-- start of RECORDS FOR THIS EXERCISE --

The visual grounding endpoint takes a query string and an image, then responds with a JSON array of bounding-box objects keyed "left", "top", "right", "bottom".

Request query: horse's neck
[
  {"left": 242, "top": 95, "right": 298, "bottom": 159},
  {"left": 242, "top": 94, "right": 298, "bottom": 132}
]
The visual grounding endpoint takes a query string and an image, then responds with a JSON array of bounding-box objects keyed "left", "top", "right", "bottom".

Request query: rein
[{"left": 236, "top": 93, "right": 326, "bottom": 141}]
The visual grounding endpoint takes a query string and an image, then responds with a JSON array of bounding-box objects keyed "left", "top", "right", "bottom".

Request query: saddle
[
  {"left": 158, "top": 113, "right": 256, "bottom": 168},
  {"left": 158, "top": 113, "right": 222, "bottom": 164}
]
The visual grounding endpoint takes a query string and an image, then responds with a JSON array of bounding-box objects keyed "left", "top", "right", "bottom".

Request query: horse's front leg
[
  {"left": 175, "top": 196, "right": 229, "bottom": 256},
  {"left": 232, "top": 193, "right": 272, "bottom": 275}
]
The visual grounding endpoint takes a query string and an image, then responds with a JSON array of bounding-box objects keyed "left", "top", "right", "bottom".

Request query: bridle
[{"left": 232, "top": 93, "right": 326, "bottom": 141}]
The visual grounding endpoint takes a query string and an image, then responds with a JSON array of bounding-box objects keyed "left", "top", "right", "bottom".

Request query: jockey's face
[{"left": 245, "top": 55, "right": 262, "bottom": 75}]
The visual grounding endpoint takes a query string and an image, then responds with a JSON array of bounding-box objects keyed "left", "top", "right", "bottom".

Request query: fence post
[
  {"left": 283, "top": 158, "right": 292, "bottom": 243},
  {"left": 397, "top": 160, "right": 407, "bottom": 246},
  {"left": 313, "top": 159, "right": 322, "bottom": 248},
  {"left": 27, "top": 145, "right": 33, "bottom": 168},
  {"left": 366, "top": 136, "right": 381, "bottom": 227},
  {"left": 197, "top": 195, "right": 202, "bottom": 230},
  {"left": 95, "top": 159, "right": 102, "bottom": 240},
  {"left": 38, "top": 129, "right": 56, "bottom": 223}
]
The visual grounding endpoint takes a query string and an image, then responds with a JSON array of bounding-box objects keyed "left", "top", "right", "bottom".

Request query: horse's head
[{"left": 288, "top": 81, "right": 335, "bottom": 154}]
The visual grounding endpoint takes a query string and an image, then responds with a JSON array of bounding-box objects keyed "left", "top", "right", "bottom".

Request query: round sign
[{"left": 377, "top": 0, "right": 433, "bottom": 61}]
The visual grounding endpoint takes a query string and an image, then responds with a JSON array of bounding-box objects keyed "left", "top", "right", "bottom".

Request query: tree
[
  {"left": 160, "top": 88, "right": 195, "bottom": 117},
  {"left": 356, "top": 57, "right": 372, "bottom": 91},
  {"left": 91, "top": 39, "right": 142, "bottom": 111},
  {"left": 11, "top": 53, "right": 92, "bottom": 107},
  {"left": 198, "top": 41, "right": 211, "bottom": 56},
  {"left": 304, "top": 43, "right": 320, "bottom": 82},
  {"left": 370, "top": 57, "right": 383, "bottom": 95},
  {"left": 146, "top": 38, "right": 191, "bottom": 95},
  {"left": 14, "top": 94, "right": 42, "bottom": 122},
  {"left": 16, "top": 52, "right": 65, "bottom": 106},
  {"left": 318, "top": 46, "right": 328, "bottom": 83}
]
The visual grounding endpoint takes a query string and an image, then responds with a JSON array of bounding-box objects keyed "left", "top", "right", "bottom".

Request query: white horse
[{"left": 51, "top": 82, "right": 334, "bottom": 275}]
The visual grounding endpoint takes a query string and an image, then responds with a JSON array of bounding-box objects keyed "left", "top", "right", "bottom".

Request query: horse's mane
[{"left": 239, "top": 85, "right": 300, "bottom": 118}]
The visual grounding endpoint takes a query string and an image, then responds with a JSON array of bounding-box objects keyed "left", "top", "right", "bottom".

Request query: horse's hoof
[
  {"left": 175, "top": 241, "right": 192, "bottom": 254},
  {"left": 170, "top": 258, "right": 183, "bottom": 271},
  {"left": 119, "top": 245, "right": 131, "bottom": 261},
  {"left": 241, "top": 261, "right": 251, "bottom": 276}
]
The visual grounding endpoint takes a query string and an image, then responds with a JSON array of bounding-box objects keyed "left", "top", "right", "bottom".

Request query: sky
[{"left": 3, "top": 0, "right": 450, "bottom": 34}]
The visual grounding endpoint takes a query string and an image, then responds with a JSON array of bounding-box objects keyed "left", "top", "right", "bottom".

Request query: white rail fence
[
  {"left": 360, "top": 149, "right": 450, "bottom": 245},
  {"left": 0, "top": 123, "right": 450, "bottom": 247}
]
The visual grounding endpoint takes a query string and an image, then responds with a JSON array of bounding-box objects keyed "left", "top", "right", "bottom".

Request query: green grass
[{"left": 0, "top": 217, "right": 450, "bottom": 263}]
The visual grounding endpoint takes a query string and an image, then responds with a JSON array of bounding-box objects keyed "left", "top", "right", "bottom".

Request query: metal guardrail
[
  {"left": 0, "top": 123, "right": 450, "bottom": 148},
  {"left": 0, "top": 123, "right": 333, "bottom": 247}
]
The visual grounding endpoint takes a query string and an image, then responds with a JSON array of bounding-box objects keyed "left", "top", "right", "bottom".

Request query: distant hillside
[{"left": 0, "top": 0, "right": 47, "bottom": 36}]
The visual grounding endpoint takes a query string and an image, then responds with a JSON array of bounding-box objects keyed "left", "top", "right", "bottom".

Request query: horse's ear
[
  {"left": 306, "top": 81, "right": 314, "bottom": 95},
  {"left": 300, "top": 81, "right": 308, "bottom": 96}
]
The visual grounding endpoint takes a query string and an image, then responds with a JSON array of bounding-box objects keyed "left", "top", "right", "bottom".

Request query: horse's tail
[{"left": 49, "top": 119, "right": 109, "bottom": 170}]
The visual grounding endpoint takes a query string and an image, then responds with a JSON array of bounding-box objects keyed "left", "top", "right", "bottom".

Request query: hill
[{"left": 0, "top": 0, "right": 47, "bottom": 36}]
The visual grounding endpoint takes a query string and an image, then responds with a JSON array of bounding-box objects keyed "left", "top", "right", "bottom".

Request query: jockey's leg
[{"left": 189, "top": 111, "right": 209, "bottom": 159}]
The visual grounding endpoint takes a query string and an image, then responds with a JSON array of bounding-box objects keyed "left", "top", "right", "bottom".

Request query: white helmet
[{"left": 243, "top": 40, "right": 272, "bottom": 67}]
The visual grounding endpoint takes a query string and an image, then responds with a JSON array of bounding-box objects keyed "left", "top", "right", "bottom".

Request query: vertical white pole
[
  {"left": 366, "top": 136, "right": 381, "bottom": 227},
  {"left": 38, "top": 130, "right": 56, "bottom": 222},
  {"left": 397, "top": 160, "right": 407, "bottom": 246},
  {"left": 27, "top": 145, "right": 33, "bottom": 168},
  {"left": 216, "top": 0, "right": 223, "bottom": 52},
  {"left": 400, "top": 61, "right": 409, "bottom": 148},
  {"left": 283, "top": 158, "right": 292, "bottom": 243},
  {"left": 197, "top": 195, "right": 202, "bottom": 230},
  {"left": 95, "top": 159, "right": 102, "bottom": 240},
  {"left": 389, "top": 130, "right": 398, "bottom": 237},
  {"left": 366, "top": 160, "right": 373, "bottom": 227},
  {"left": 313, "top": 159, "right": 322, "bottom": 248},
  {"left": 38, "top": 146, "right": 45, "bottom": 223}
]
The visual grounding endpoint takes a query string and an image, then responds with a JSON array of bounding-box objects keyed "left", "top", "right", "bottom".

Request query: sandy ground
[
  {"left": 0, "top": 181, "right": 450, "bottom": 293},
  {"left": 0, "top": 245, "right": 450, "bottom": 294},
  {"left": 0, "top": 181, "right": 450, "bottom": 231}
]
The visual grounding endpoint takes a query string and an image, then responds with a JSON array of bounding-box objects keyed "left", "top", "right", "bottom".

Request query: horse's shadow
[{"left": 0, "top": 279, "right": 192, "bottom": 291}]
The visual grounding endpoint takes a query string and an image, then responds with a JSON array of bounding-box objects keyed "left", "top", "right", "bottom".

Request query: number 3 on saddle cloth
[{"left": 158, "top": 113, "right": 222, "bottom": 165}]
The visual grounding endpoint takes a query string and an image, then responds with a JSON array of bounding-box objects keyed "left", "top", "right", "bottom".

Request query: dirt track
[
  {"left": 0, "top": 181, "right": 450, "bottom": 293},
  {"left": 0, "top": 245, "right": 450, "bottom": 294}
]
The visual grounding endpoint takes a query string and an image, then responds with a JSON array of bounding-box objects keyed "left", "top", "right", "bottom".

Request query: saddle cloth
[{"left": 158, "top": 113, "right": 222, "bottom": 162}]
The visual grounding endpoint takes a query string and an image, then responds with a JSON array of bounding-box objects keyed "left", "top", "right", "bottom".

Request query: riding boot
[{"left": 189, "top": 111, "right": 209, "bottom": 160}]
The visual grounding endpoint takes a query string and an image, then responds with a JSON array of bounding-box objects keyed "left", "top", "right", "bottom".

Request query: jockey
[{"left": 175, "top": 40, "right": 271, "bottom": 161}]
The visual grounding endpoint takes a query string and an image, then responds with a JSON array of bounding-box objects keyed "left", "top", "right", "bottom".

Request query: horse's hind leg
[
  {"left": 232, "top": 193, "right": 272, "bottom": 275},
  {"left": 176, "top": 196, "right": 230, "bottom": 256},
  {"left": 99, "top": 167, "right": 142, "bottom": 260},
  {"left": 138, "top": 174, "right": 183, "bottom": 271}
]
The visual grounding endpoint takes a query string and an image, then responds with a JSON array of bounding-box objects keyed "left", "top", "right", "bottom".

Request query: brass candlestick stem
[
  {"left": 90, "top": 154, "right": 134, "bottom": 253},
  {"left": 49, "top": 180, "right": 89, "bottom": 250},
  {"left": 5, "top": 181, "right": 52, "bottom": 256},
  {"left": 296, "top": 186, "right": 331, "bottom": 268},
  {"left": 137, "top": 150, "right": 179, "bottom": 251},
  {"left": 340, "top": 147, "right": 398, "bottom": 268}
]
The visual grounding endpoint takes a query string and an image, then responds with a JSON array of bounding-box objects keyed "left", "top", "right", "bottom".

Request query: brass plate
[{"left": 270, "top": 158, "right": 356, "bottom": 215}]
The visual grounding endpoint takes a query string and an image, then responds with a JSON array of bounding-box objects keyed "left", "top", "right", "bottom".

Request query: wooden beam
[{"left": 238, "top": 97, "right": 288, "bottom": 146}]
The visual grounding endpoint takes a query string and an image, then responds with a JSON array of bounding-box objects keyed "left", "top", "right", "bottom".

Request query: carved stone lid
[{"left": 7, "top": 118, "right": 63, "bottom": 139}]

-- end of RECORDS FOR THIS EXERCISE --

## WHAT YOU NEED TO DO
Locate each line of the material above that contains the word "saddle", and copy those lines.

## FULL OUTPUT
Request query: saddle
Request query: number 3 on saddle cloth
Request query: saddle cloth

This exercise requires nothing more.